▸ **Consigne 1**:
D'après l'extrait sur les foires aux questions administratives, que ne constitue pas, selon le Conseil d'État, une « foire aux questions » mise en ligne sur un site gouvernemental ?
▸ **Consigne 2**:
Rédigez la suite du texte sur les foires aux questions de l'Administration, en partant de sa dernière phrase.

▸ **Extrait choisi**:
Quelle est la valeur juridique des « foires aux questions » rédigées par l’Administration ?
Dans un arrêt récent, le Conseil d'Etat précise qu'une « foire aux questions » mise en ligne sur un site gouvernemental ne constitue pas une circulaire administrative.
Qui n’a pas un jour été confronté à une incompréhension administrative ? Déclaration d’impôt, retrait de points, voire annulation du permis de conduire, ou encore problèmes de scolarisation… l’administration est présente dans chaque aspect de la vie quotidienne. Souvent démuni face à la bureaucratie et au « mille-feuille administratif », on peut être tenté de chercher la réponse à une question sur un moteur de recherche, pour inévitablement atterrir dans l’onglet « Questions-réponses » d’un site internet gouvernemental.

▸ **Données extraites**:
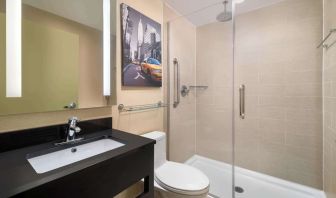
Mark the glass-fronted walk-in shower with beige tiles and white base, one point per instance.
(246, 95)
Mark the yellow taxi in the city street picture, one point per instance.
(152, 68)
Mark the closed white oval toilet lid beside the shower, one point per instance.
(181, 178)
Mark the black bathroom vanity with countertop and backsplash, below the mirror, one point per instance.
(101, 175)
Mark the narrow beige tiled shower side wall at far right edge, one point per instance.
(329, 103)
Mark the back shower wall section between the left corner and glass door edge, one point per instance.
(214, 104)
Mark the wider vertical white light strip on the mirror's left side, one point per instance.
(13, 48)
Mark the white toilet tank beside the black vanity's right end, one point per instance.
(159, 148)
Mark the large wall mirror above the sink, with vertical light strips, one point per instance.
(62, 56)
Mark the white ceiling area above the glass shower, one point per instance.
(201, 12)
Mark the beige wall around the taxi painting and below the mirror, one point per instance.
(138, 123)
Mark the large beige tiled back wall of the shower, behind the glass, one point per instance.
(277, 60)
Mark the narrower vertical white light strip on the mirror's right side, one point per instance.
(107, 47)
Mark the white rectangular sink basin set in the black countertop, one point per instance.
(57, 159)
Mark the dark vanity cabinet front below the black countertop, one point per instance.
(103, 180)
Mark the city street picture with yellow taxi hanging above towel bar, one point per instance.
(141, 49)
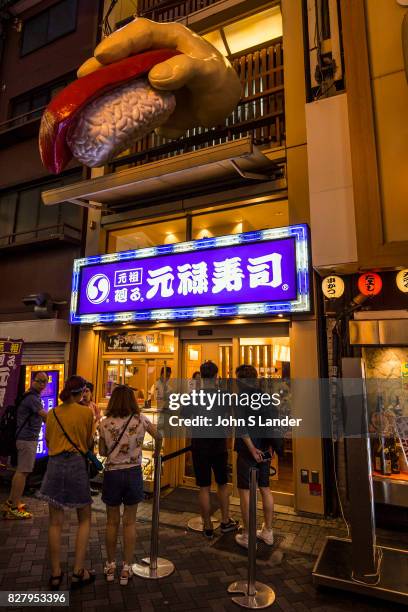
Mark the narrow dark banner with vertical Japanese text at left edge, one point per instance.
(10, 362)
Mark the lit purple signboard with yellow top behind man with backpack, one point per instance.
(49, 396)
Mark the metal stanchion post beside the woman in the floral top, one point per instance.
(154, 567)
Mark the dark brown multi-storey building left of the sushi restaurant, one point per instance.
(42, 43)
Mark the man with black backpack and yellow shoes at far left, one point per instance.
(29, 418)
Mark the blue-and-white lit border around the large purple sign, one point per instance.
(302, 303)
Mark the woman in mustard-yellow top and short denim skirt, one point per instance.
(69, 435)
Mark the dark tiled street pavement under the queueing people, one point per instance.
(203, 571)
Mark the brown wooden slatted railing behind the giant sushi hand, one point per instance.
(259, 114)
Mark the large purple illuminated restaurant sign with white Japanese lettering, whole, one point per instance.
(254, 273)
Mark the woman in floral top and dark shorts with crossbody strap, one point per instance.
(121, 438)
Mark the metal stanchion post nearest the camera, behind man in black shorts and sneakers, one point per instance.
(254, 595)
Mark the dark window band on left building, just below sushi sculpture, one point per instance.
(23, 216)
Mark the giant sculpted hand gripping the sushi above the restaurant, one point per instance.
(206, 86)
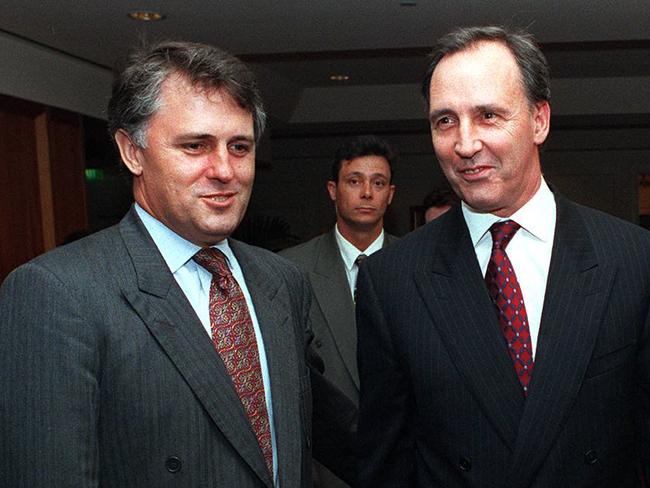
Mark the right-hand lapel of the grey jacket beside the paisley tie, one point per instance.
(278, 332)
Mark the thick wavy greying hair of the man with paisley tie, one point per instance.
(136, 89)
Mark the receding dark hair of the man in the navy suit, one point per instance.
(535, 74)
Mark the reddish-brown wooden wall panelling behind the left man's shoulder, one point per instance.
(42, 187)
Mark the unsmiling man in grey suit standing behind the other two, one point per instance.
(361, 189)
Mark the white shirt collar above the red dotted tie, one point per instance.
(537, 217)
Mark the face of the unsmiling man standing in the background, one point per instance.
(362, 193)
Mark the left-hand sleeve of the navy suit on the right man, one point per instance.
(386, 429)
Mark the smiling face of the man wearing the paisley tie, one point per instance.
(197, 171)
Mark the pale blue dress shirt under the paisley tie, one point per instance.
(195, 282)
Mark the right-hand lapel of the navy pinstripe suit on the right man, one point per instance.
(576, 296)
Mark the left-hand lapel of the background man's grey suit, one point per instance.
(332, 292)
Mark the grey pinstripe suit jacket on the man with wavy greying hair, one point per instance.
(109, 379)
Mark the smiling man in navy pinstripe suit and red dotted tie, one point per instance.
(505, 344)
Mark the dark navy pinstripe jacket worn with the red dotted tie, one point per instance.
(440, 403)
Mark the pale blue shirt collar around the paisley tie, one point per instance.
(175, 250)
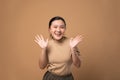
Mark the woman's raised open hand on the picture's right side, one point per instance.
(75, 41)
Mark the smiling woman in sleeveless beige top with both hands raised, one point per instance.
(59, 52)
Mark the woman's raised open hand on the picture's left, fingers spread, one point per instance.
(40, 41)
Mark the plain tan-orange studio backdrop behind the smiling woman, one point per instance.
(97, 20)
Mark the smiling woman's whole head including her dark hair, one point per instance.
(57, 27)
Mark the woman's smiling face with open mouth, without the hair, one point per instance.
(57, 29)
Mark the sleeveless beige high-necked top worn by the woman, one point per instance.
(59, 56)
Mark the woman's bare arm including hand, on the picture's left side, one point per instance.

▸ **Corrigé 1**:
Elle ne constitue pas une circulaire administrative.

▸ **Corrigé 2**:
Le contenu de ces onglets est bien évidemment rédigé par les ministères concernés. Ils ont pour but de répondre, dans des termes compréhensibles, aux questions les plus fréquemment posées par les internautes. Mais que se passe-t-il si un administré se retrouve dans l’illégalité après avoir pourtant suivi de bonne foi les prescriptions énoncées par une administration dans une « foire aux questions » (FAQ)?
Tel était le cas d’un individu qui avait adopté le comportement prescrit par l’administration fiscale dans une FAQ. Toutefois, l’administration s’était trompée, et des erreurs juridiques s’étaient glissées dans la réponse sur laquelle il s’était basé. A qui la faute ? « A l’Administration », serait-on tenté de dire… Ce n’est pourtant pas la réponse qu’a retenue le Conseil d’Etat.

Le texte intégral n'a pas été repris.